DATASET EXTRACT:
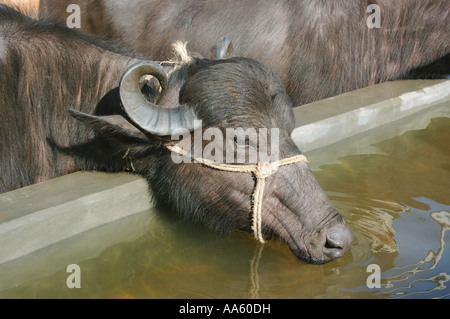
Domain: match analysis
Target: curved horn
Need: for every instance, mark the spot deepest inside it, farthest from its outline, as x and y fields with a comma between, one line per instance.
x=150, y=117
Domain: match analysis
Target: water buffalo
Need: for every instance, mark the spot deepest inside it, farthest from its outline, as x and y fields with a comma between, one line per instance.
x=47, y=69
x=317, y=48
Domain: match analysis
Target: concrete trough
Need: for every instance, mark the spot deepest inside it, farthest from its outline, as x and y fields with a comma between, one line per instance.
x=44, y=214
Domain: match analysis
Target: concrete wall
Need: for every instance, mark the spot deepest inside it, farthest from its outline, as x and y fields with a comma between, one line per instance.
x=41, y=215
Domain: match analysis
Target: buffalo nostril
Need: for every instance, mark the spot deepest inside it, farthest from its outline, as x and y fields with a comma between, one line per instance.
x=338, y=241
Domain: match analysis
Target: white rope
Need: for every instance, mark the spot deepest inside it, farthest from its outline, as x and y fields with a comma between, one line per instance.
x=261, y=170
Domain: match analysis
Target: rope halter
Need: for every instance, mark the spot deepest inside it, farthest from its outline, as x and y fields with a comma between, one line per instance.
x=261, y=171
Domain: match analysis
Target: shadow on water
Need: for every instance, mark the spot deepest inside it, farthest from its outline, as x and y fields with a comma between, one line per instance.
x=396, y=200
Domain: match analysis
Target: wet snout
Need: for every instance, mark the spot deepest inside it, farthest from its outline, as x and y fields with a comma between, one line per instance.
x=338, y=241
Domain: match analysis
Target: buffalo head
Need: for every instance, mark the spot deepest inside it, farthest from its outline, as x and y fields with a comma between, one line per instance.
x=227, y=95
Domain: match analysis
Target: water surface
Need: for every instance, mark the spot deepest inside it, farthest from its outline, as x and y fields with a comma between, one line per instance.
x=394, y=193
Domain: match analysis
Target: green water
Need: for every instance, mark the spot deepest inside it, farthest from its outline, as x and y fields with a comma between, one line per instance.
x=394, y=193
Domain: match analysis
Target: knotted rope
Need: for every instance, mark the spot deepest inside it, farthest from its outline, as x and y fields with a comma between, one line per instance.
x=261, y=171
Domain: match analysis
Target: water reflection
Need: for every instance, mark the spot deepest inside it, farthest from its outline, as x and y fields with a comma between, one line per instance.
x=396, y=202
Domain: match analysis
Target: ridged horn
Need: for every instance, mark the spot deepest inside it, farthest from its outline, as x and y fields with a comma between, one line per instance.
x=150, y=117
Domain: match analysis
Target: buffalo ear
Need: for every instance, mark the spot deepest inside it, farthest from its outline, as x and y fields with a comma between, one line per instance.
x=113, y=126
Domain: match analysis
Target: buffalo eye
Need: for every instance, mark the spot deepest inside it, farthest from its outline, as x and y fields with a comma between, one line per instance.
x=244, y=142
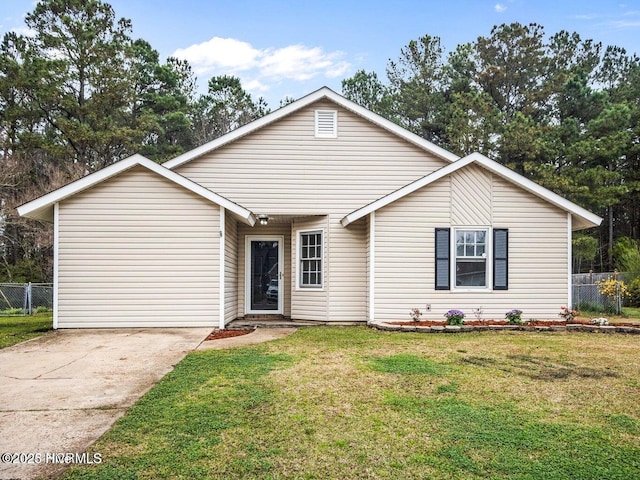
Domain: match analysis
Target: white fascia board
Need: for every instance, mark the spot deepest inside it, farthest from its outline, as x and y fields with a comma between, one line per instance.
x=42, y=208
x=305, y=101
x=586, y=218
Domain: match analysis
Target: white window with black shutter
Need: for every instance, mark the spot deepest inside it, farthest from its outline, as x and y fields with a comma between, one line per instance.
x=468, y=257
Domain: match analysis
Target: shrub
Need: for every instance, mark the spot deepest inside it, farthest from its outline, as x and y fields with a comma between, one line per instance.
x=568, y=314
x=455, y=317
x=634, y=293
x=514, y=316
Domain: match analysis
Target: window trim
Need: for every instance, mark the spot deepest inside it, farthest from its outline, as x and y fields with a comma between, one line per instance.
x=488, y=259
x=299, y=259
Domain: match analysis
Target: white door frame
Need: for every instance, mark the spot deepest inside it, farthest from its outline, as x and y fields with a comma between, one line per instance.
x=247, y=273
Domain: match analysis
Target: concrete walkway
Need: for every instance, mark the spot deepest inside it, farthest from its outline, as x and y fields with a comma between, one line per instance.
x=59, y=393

WHAT IS NEEDED:
Copy out every entry above word for word; omit the images.

RESULT OF THIS TASK:
Domain: match analysis
Target: curved horn
Need: for every instance, mark the spot deepest inside it, farthest from its outline, as x and y fields with a comma between, one line per instance.
x=150, y=117
Domain: match analysis
Target: water buffalo
Need: for every instance, mark the spot deepest inside it, farthest from its outline, as x and y fields with a comma between, one line per instance.
x=47, y=69
x=317, y=48
Domain: match analysis
Target: concrete trough
Need: for every instance, mark the spot deepest inside it, farthest from its outline, as x and y fields with a comma between, one line per instance.
x=44, y=214
Domain: match analysis
Target: concrete wall
Need: for every instance, mark the spot deepest inside it, farthest from its outline, as x and y fields with a comma between, one line per instance.
x=41, y=215
Domain: match analysis
Target: buffalo nostril
Need: for every instance, mark the spot deepest inside it, farthest from its outline, as x and y fields with a comma between, one line per instance.
x=338, y=241
Domain: match analysis
Target: white rope
Need: for every instance, mark the spot deepest inside it, farthest from its outline, as x and y fields with a comma between, one line per instance.
x=261, y=170
Domain: match analysis
Target: rope halter
Need: for every instance, mark the spot deepest inside it, farthest from its outline, as x and y fields with a comma between, one line per instance.
x=261, y=171
Domain: match analysis
Target: shadow on water
Need: for every instance, mark the spot deepest inside it, farthest from its outline, as x and y fields with a comma between, one line per instance.
x=396, y=200
Domain: match analysis
Target: wet snout
Need: for every instance, mark the spot deepest inside it, farthest from its outline, as x and y fields with a comma between, one line per instance.
x=338, y=241
Domain: match analysis
Target: buffalo head
Need: for every instance, mark the spot deepest inside it, farthest from its outline, as x and y fields with a comma between, one line per instance.
x=227, y=95
Domain: match analysis
Target: water surface
Need: for every instance, mark the spot deepest inside it, farthest from its outline, as x and y fields with a comma between, one line per instance.
x=394, y=193
Domain: match analysis
Target: green water
Need: for every instance, mark the spot deepest inside it, farthest from its outline, as x and y fields with a comma between, one line per instance.
x=394, y=193
Domain: match analysis
Target: knotted rope
Need: for every instance, mark the spot deepest inside it, farthest from its outline, as x and y fields with a comma between, one line per instance.
x=261, y=171
Domain: match analysis
Target: water reflection
Need: for every instance, mark the spot deepest inside it, farthest from its outline, as x and y fields with a comma between, one line per instance.
x=396, y=202
Domain: match analysis
Target: ridged horn
Need: for every instance, mark the spot deepest inside it, farthest from its outline, as x and y fields with a comma between, one line per instance.
x=150, y=117
Domain: match analysis
Target: buffalo ear
Need: for every instance, mark the spot deepest inside it, farthest from its outline, as x and y fields with a comma between, one line per instance.
x=113, y=126
Domain: match analysis
Target: buffalo eye
Need: for every instance, mark the spot deepest inside it, farthest from its outline, as x and y fields with a comma between, one line per instance.
x=244, y=142
Domain: match analysis
Target: white fascia board
Need: for every instance, mark the spot deepest inside it, farthest from its outline, as x and y fields with a comma between, one line per instance.
x=42, y=208
x=305, y=101
x=586, y=218
Domain: match analysis
Target: white window with black shutter
Need: for every instance, mark the spot deepest inside it, farthest from its outline, as x and y fields with a comma between, one line per instance.
x=468, y=257
Domain: match analysis
Target: shrub
Need: for every instance, mark the spot deepest inside it, farthest from its outline, as x and y fields with a comma between, one line per instance.
x=568, y=314
x=455, y=317
x=634, y=293
x=514, y=316
Domain: match analysis
Target: window trim
Need: for every instance, mark the spot deepest inside it, farthest from its outline, as x and y fields with a comma between, one line per instance.
x=488, y=259
x=299, y=259
Domain: match analysis
Target: white door frame
Need: for every instance, mark the spot deepest inside it, farthest from its outline, as x and y fields with a comma between, one line per instance.
x=247, y=273
Domain: match analysis
Target: concrete walkway
Need: for every instance, mark the spot deepest inside it, farthest from its outline, as x and y fields with a comma between, one line per instance.
x=59, y=393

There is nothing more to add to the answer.